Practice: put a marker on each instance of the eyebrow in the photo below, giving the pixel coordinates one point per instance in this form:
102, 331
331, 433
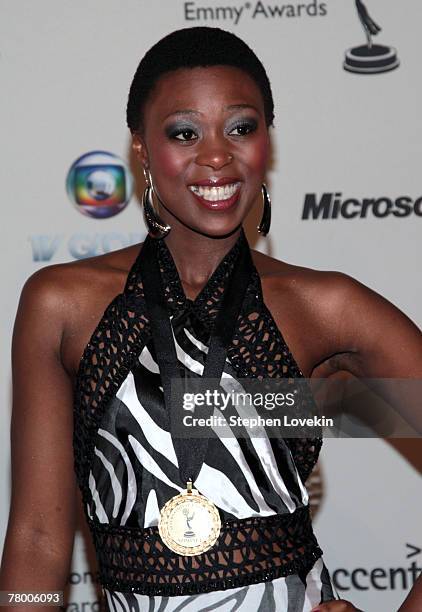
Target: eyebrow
189, 111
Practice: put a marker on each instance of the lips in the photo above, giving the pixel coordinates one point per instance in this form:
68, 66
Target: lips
217, 194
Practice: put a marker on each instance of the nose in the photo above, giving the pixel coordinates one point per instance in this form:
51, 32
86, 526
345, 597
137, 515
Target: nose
215, 153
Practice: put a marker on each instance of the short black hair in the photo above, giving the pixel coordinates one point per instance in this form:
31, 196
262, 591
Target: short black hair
191, 48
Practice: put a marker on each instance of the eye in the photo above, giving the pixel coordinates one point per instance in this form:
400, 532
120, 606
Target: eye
244, 128
184, 134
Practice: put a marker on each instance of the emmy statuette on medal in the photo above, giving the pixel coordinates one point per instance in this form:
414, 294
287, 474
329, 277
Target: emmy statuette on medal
189, 523
370, 58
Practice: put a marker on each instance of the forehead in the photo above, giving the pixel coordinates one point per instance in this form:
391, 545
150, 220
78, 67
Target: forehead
203, 90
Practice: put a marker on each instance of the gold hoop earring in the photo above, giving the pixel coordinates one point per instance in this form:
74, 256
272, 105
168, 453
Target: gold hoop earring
157, 228
264, 226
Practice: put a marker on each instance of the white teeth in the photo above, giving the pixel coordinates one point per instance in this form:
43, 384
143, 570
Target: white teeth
215, 194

EXERCISE DETAILS:
Keep each line of the records exactly as it is while transcribing them, but leave the images behind.

RESPONSE AREA:
Practice: put a marker on each instance of the eyebrow in the photo below, giving the pixel coordinates one point per instance in this form:
102, 331
331, 433
Target: eyebrow
189, 111
Practice: put a marker on each instance of the lips in the photo above, giving the pixel coordinates one point per instance in this form:
68, 66
Target: lips
217, 194
Practice: put a marker on each instance of the nose in the photo above, giving the pixel coordinates one point per instance in this form:
51, 32
86, 526
345, 597
137, 515
Target: nose
215, 153
Practice: put a marker on each instance of the short black hair in the photo above, giving the pixel coordinates one point per instance in this form:
31, 196
262, 591
Target: short black hair
191, 48
Practice: put a marker on each instance of the eye in the photo above, giving the pixel coordinates one point per instance in this form:
400, 532
120, 606
Target: eye
244, 128
184, 134
Practice: put a marker on each instance of the emmy statuette on medal in the photo above, giving the pixel coordinates one point per instance in this form:
414, 294
287, 474
329, 277
Target: emmy statuette on medal
189, 523
370, 58
Practice: put a marker on each instance of the forehead in the photo above, giving the pixel coordinates one point per instance in this form:
391, 545
150, 220
78, 67
Target: forehead
203, 90
Practice: put a marker on each instance of the gold hoop earring in the photo above, giving the pixel coordinates one point per instance in this form:
74, 256
272, 105
168, 453
Target: gold hoop earring
157, 228
264, 226
Practice: put a marker on each instance of the white teeth in the photo above, giving the pixel coordinates one point per instance in this form:
43, 384
143, 570
Target: white teeth
215, 194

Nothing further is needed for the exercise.